*The problem*. Put the data below, from the line containing "locate the open" through the line containing "[0,249,640,427]", into a two-column CSV headed input and output, with one row per entry. Put each entry's text under input and its answer under output, quote every field, and replace line breaks with spaces.
[Begin Dataset extract]
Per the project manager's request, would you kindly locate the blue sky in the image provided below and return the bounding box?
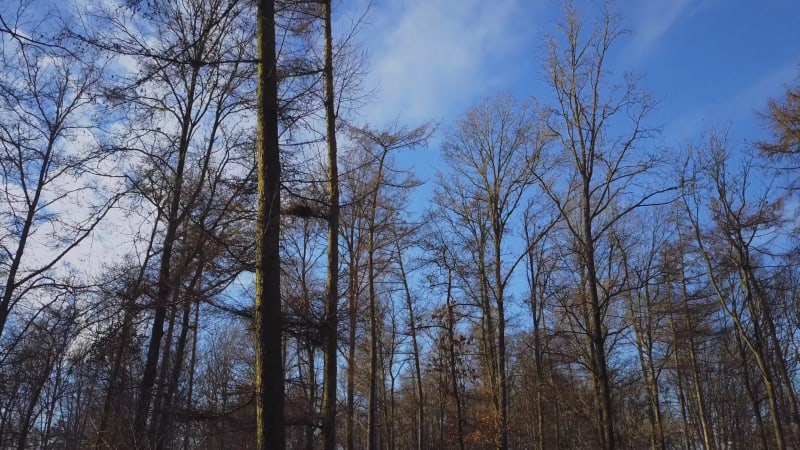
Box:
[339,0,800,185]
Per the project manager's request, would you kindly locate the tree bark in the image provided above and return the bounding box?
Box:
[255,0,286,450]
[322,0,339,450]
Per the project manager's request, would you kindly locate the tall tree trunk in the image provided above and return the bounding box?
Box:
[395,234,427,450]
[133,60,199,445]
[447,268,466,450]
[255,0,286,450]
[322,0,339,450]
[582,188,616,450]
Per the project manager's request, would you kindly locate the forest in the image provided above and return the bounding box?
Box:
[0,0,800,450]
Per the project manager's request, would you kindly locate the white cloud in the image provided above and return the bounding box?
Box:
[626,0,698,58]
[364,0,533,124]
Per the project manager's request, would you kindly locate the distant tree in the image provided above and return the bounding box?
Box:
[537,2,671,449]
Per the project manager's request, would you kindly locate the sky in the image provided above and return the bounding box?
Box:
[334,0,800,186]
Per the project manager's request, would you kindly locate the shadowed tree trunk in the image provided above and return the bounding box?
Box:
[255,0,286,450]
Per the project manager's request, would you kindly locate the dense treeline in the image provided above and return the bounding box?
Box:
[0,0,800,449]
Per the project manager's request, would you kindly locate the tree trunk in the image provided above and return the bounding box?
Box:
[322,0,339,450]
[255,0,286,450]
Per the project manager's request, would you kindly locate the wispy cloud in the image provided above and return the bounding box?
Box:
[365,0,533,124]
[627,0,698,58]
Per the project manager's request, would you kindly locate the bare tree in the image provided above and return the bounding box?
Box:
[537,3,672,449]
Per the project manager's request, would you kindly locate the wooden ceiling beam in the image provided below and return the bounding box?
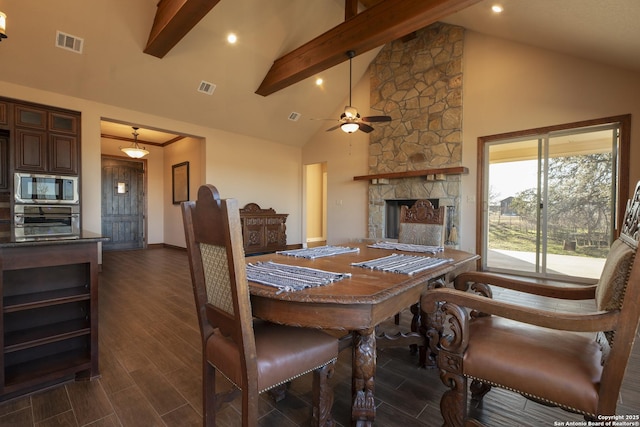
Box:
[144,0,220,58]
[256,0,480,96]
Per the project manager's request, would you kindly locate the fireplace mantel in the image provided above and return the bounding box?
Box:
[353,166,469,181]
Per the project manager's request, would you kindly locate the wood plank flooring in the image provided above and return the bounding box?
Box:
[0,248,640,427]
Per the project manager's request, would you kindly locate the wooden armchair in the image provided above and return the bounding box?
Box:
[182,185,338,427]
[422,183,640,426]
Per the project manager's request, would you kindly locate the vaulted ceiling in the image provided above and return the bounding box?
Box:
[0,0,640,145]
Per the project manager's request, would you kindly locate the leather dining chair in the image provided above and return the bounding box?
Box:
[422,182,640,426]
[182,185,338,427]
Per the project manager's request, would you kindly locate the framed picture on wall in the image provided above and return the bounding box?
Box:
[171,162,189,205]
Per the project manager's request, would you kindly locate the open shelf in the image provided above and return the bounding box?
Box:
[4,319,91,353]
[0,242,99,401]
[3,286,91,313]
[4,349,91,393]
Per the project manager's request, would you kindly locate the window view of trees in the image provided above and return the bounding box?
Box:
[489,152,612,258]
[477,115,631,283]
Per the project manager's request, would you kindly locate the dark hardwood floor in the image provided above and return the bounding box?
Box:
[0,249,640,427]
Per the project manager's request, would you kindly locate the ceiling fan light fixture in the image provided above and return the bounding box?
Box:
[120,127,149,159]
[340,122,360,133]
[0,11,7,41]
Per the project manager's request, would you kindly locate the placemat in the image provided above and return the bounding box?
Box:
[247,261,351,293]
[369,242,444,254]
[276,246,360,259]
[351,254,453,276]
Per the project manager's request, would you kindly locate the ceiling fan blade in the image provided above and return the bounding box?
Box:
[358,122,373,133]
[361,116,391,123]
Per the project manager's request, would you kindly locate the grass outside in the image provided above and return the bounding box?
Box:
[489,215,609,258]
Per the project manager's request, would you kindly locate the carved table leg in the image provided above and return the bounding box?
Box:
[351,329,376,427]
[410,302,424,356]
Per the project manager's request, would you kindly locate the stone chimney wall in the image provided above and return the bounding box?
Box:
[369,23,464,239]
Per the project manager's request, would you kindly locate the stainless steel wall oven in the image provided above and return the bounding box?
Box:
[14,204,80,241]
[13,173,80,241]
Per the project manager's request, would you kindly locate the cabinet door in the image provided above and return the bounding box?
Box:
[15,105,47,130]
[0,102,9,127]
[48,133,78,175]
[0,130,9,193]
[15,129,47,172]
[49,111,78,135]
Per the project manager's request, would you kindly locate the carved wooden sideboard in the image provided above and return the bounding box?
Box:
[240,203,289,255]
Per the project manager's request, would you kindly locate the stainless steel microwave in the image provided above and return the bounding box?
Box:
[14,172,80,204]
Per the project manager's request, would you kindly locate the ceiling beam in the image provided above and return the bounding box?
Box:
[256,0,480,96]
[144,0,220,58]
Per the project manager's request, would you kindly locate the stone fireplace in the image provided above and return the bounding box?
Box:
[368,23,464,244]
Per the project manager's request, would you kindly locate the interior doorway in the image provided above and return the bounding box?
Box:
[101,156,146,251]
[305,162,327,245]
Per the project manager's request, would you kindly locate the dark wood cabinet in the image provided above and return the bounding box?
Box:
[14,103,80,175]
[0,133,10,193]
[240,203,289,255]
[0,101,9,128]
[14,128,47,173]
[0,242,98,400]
[End Dataset extract]
*Finished answer*.
input,output
"Per the project manager's request, would you kindly locate the open shelf in the image provided above and return the bounding box? Box:","[4,319,91,353] [0,242,99,401] [3,286,91,313] [4,349,91,393]"
"Per the project manager's request, would you kindly locate the window view of trees in the image provided above and return the bounding box? Box:","[489,152,612,258] [477,115,631,283]"
"Per the project manager's request, would you kindly locate the dark hardwood floor in the image provided above and return the bounding box? Box:","[0,249,640,427]"